(Working data begins)
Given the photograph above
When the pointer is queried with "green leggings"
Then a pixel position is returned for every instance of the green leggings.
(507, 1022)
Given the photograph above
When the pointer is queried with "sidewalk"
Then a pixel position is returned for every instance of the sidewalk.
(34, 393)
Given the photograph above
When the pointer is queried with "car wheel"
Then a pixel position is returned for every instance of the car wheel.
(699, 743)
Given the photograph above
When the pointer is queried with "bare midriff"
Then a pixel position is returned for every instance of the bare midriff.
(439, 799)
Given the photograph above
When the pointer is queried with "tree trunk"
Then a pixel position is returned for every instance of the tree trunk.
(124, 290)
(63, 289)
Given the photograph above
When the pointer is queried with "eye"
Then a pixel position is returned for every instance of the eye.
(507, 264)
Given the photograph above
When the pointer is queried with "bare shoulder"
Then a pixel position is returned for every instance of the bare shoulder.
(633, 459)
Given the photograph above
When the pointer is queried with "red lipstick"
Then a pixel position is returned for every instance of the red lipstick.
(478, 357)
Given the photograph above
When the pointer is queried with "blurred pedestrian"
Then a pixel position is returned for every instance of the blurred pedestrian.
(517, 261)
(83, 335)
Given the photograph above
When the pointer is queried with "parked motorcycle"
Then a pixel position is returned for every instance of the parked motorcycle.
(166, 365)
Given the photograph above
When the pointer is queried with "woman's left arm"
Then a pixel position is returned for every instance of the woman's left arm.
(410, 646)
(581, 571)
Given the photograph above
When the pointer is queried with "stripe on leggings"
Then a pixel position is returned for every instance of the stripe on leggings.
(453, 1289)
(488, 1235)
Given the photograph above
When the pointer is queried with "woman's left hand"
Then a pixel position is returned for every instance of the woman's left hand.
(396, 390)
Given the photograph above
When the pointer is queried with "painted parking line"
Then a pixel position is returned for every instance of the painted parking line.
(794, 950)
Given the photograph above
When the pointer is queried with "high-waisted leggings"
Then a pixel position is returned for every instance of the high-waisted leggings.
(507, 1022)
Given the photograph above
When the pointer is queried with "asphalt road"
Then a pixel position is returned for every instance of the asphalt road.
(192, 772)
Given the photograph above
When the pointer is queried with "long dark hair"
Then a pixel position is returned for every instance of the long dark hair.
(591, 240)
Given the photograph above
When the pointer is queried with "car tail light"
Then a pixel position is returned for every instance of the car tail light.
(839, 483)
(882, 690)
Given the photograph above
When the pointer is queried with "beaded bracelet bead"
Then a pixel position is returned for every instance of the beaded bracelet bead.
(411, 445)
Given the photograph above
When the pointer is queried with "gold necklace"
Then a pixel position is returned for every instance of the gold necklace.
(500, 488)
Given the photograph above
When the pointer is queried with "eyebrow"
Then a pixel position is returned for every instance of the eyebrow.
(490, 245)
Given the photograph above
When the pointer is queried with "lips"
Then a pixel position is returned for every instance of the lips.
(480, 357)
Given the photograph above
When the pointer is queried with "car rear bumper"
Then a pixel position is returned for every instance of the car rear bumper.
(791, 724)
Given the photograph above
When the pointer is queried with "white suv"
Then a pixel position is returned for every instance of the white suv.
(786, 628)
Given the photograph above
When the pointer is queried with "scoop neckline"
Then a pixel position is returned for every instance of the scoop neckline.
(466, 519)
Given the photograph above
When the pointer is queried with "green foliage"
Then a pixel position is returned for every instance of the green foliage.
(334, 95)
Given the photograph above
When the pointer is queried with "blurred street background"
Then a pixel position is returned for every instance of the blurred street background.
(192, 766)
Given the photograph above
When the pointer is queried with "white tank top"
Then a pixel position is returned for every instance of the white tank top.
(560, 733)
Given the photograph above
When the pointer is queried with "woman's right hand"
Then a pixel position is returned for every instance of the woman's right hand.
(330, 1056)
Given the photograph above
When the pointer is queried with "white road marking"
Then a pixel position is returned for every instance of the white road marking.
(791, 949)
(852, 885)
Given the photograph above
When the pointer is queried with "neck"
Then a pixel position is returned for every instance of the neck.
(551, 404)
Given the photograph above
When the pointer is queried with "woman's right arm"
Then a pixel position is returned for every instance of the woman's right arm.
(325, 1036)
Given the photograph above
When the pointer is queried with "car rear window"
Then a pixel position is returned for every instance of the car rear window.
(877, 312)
(Working data ends)
[Assignment]
The data above needs to be repeated exactly, line for line.

[Response to this exercise]
Given the photograph above
When the pointer is queried with "green leggings"
Then a pixel position is returned for every instance of the green leggings.
(507, 1022)
Given the photograph above
When the pointer is queried with "sidewalk"
Then a pixel position is returned for every instance of the sidewalk.
(34, 393)
Given the photograph above
When the pointer is queried with "car wheel"
Then a pixel position is returned for every instance of the car wheel.
(699, 743)
Given the photograph above
When the pointer is queried with "bare midriff"
Then a pixel position is returned for every instance of the bare midriff.
(439, 799)
Given the photograph above
When the pointer is queried with "tree trunk"
Then a pixel position is returned for every instance of the tree trunk.
(124, 290)
(63, 289)
Given the photograph above
When the pointer is queried with "eye"
Then a pixel position is returned for every instance of the eye.
(507, 264)
Given the photograph above
When the pointer is queried with "bare shoulder"
Then a pixel position is returned for every instance of the bare shoulder.
(633, 459)
Given the photograph above
When the pointer is queried with "red lipstick"
Then a pixel position is returned for every instance of the red lipstick.
(478, 357)
Given the photograph above
When the pointer is queried with "blurred pedestrian"
Then a pixel position is returned for every instance of the blurred pedestrian.
(517, 261)
(83, 335)
Given the photograph above
When the pointer is queried with "parked motorcycle"
Then a pixel position is returned for every instance of the parked motorcycle.
(166, 365)
Given the photograph above
When the pointer is queried with "woman's left arm"
Then a pixel position is returned for every instance of the woman's left arm.
(410, 646)
(581, 571)
Given the photograph above
When the pointer is queried with "stripe on leggings"
Then a pixel position is returned for every instance of the stripe on leggings.
(453, 1289)
(488, 1235)
Given the photograph above
When the pointer is queried with "woman's left hand"
Then a pixel position is returned for every instance of the woman's left hand.
(396, 390)
Given the photograph above
When the pointer is queried with "painted parking line"
Then a pixel position is returned for every instance of the painted parking line.
(794, 950)
Given the photograph above
When the pointer is queried with "high-waisted leggings"
Then a pixel position is returned for every instance of the high-waisted leggings.
(507, 1022)
Given the photograph above
When the pointer is queried with "asphalt road"
Then a pixel position is returned for every instance of the asphalt road.
(192, 772)
Given the photograph above
When the pointer is queried with "long dark hair"
Then a pixel position is returned for every instance of the long dark hair.
(591, 240)
Given the photograph above
When the pointer is queried with "car tail light"
Then a pixel position is returned for every instance of the car tail light.
(839, 483)
(882, 690)
Given the photograph above
When the pointer is queried with "beaded bracelet bead"
Then a pixel position is returned for every instance of the beaded bracelet bead.
(411, 445)
Given the photograph above
When the pointer is queried with "gold necklace"
Then a pixel position is returned for every instance of the gold necklace.
(500, 488)
Given the photograph above
When the pointer is queried with "eyebrow"
Then a pixel position is returned for every instance of the eyebrow.
(490, 245)
Given the photograph above
When the pointer is queried with "lips"
Then a pixel position is returned for every instance of the lips.
(480, 357)
Given the photograph above
When the pointer is queried with "car rear bumper"
Then a pixel position is returned for every instance of the car rear bumper.
(791, 724)
Given the photograph above
When the pointer is queried with "white suv"
Then a pixel position is returned for every instance of the white suv.
(786, 628)
Given the photograph above
When the pointer is queried with "scoop neckline"
Then a pixel position is returned for every instance of the scoop neckline.
(466, 519)
Given the photograph above
When the pointer is queried with "green foliage"
Then a pixel position is returned for every instance of the green foliage.
(334, 95)
Given the photograph above
When the pointer is queried with "blurred street background"
Then a pixel position is returned for every instance of the blurred street background.
(192, 766)
Given the photograph above
When the pointer is queried with "white tank top"
Then a pixel position is returned for every instance of the white tank top.
(560, 733)
Given the photograph above
When the pointer is queried with "woman's right hand"
Then a pixel position is returned for every instance of the woman's right hand.
(330, 1056)
Given the photograph above
When the pointer is queried with "white road marking"
Then a pixel position is returned for every instance of the white road marking.
(791, 949)
(852, 885)
Given the photograph above
When the pointer is queried with "neck"
Then a pixel position is returned for every instance of the neck.
(551, 404)
Given the photograph above
When the pointer is queried with "woman's right arm"
Then a pixel position is returned for every instance of the woman's right arm.
(325, 1036)
Given the photograph above
When the pointer is queried with "car rear window"
Then a pixel position is returned for every instance of the car rear window.
(877, 312)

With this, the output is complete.